> **HOW TO COMPLETE THIS TASK**: A single total is needed, the number of lines of this listing that contain the string "stainless".

DATA LISTING section start

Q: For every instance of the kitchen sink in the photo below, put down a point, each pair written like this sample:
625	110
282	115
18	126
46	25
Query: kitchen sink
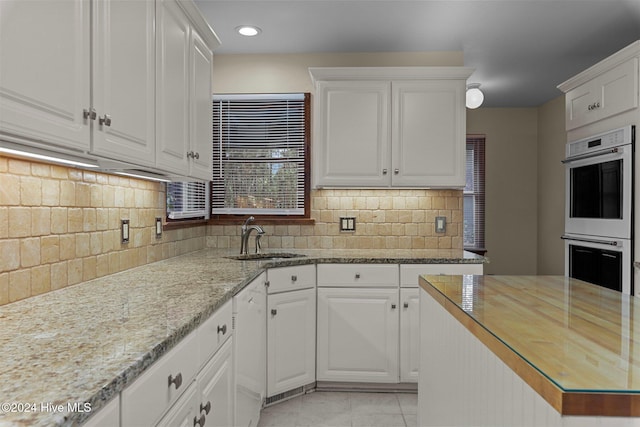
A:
265	256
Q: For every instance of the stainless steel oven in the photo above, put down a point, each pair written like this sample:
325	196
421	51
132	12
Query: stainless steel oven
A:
599	209
599	184
604	262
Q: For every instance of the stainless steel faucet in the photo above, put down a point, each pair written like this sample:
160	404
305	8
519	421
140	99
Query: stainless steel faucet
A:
246	231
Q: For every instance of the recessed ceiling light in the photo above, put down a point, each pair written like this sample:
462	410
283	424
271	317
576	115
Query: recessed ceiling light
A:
248	30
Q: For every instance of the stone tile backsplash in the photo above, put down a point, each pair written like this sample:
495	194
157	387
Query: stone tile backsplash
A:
385	219
60	226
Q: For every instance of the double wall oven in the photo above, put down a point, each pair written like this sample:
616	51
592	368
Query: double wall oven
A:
599	209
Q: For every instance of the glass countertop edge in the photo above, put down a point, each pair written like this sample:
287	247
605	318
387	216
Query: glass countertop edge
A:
525	359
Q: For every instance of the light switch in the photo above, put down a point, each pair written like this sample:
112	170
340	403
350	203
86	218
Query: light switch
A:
347	224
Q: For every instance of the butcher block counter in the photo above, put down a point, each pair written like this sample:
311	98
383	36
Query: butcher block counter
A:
574	344
68	352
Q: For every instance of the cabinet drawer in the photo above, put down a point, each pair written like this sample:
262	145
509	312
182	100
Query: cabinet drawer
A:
291	278
358	275
214	332
144	401
409	273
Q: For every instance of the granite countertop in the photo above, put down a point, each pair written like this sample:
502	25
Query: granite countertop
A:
87	342
575	343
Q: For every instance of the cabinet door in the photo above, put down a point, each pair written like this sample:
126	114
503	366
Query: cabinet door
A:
358	335
610	93
216	389
44	71
428	133
352	134
172	89
409	335
124	81
291	344
201	110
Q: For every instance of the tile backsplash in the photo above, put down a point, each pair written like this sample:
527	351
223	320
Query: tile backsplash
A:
60	226
385	219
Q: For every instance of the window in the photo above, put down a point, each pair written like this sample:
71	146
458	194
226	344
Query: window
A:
474	194
187	200
261	155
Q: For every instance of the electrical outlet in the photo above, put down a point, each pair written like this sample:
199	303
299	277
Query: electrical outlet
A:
124	229
348	224
158	227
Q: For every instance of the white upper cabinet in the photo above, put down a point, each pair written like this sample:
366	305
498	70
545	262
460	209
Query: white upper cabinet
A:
608	88
124	81
391	126
353	133
184	97
45	72
79	77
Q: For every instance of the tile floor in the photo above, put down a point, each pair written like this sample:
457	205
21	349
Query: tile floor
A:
343	409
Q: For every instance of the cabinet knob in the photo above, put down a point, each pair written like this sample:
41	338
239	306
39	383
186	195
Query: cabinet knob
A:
206	408
105	120
89	114
199	421
177	380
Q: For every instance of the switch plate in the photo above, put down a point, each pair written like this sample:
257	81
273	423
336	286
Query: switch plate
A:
158	227
124	228
348	224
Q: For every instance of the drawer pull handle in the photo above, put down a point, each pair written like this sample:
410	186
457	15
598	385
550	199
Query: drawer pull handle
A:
177	380
199	422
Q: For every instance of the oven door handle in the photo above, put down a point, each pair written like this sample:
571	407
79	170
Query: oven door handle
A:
590	155
579	239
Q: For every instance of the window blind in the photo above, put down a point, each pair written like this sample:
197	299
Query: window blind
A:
187	200
474	193
259	154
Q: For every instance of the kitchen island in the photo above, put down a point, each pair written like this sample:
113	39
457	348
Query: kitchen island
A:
527	351
67	353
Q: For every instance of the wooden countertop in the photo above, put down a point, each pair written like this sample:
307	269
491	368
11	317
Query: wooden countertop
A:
576	344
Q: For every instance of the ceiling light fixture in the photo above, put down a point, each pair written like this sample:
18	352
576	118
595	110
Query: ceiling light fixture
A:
248	30
474	95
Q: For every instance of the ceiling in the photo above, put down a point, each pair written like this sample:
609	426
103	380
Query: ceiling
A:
521	49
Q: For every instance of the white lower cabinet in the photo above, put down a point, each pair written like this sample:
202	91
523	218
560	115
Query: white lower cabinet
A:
291	344
174	391
209	399
358	335
250	352
409	334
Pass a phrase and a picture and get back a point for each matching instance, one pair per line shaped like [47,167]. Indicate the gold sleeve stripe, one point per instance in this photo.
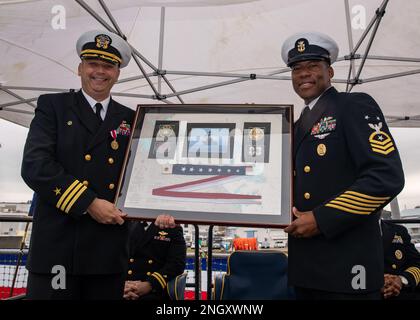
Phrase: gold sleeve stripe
[75,199]
[345,209]
[384,148]
[340,203]
[159,278]
[415,272]
[360,199]
[64,196]
[366,196]
[361,204]
[70,196]
[383,152]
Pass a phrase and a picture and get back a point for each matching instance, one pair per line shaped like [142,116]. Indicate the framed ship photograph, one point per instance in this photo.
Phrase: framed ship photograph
[210,164]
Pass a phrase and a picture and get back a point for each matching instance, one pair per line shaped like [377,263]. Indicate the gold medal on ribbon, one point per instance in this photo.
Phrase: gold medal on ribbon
[114,145]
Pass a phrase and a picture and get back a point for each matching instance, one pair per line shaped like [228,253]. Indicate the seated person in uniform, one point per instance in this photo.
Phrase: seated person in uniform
[402,263]
[157,255]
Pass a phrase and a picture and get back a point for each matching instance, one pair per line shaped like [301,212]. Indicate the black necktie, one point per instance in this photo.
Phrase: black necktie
[305,114]
[98,112]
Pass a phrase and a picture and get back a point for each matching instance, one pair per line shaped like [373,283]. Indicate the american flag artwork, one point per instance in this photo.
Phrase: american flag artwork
[219,175]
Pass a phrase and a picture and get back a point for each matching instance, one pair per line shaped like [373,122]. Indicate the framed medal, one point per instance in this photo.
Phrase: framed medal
[210,164]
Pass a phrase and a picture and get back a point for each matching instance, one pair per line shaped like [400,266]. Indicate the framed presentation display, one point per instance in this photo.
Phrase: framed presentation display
[210,164]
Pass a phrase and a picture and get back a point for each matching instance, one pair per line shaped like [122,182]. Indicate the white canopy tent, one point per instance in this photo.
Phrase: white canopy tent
[211,51]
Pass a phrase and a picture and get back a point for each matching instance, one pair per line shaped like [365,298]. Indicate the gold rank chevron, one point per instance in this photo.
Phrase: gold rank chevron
[357,203]
[159,278]
[70,196]
[384,147]
[415,272]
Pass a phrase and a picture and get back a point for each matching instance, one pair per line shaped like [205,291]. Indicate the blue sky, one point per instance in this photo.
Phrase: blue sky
[12,187]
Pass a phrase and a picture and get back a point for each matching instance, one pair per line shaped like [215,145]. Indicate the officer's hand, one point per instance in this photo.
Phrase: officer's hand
[165,221]
[392,286]
[105,212]
[304,226]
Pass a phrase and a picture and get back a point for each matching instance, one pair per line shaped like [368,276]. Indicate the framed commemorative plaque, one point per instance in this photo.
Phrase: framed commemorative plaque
[210,164]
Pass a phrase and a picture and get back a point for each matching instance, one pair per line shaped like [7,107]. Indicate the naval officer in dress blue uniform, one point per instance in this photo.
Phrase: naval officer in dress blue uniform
[346,169]
[72,159]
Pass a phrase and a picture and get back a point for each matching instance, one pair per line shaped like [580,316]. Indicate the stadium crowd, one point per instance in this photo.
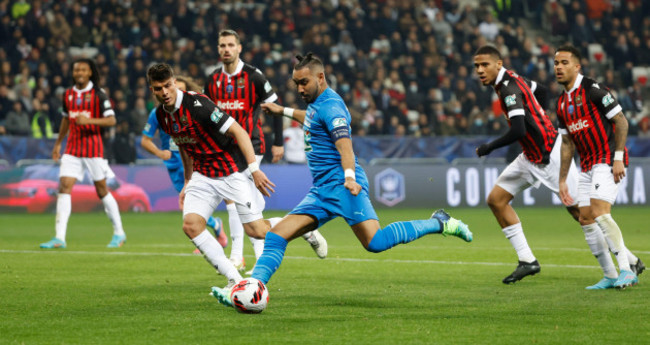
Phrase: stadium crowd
[403,67]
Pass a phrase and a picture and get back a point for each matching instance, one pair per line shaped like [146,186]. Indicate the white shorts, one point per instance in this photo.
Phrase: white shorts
[521,174]
[72,166]
[597,183]
[203,194]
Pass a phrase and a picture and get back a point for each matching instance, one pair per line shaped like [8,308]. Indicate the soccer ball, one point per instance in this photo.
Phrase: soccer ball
[249,296]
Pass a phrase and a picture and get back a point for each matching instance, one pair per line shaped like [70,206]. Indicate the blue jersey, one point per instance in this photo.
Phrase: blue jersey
[325,119]
[166,143]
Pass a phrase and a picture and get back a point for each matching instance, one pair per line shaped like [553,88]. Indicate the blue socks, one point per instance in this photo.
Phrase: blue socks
[402,232]
[268,263]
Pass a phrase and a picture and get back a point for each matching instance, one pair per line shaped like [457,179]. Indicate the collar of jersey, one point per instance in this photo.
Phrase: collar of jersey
[502,71]
[240,66]
[177,105]
[85,89]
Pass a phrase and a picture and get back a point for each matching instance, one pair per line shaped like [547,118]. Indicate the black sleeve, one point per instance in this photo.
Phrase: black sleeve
[541,94]
[517,131]
[277,131]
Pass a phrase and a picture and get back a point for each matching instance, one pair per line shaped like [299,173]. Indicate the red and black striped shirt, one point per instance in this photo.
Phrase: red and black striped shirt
[240,95]
[198,127]
[86,140]
[517,99]
[584,113]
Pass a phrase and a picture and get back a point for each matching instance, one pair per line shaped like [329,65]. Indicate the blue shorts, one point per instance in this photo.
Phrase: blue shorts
[328,202]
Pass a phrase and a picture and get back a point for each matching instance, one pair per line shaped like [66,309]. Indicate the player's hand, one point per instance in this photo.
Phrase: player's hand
[618,169]
[483,150]
[165,155]
[352,186]
[56,152]
[263,184]
[273,109]
[83,120]
[564,194]
[278,152]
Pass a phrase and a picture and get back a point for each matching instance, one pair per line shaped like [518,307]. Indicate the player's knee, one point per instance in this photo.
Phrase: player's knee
[192,228]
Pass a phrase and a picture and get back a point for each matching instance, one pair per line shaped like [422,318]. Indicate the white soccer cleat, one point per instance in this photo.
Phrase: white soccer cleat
[317,242]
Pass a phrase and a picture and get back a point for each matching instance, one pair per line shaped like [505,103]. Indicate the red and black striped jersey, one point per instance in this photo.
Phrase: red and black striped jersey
[198,127]
[86,140]
[517,99]
[240,95]
[584,113]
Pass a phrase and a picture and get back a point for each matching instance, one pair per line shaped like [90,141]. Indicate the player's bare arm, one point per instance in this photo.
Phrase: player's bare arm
[344,146]
[148,144]
[620,137]
[262,182]
[63,131]
[567,150]
[278,110]
[102,122]
[187,169]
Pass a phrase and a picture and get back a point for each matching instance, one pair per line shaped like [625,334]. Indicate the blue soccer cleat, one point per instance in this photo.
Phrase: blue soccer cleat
[625,279]
[54,243]
[605,283]
[453,226]
[117,241]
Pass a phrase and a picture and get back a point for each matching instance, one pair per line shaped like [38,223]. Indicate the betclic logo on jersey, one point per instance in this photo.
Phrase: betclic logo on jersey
[234,104]
[389,187]
[578,126]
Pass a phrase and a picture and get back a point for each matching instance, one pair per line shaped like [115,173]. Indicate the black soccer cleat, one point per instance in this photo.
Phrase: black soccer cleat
[638,268]
[523,269]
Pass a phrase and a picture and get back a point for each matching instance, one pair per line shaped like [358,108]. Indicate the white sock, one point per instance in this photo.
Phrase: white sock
[631,258]
[236,233]
[214,254]
[63,209]
[113,212]
[598,245]
[614,238]
[515,234]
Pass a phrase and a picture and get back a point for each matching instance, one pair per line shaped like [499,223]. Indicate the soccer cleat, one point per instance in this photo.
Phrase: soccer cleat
[605,283]
[117,241]
[453,226]
[223,294]
[625,279]
[638,268]
[239,265]
[523,269]
[54,243]
[318,244]
[221,236]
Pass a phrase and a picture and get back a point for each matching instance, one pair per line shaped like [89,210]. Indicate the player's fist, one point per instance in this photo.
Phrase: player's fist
[352,186]
[272,108]
[483,150]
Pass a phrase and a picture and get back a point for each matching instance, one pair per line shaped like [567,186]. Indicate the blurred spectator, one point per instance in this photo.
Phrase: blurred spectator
[17,121]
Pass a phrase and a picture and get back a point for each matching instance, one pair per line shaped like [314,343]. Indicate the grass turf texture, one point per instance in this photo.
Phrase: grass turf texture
[435,290]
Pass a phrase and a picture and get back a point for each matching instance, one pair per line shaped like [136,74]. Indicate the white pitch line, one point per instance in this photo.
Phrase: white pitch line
[397,261]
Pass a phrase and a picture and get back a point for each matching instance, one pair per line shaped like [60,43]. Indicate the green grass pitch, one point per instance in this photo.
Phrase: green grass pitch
[436,290]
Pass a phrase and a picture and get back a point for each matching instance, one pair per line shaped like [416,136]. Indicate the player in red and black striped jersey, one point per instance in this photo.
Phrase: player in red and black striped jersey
[215,151]
[592,121]
[239,89]
[536,165]
[86,109]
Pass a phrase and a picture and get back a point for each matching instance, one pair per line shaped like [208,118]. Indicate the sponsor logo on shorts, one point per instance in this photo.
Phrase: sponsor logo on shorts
[578,126]
[390,189]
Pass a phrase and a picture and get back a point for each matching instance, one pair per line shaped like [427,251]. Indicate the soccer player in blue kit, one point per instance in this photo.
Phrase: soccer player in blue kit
[168,152]
[340,186]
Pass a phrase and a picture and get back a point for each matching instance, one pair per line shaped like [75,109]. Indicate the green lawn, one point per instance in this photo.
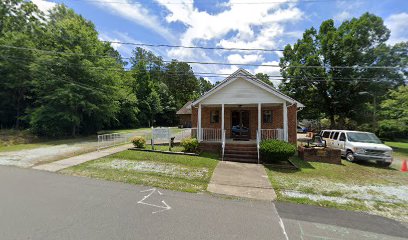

DATA LISTING section end

> **REPLY TO THE EXERCISE**: 4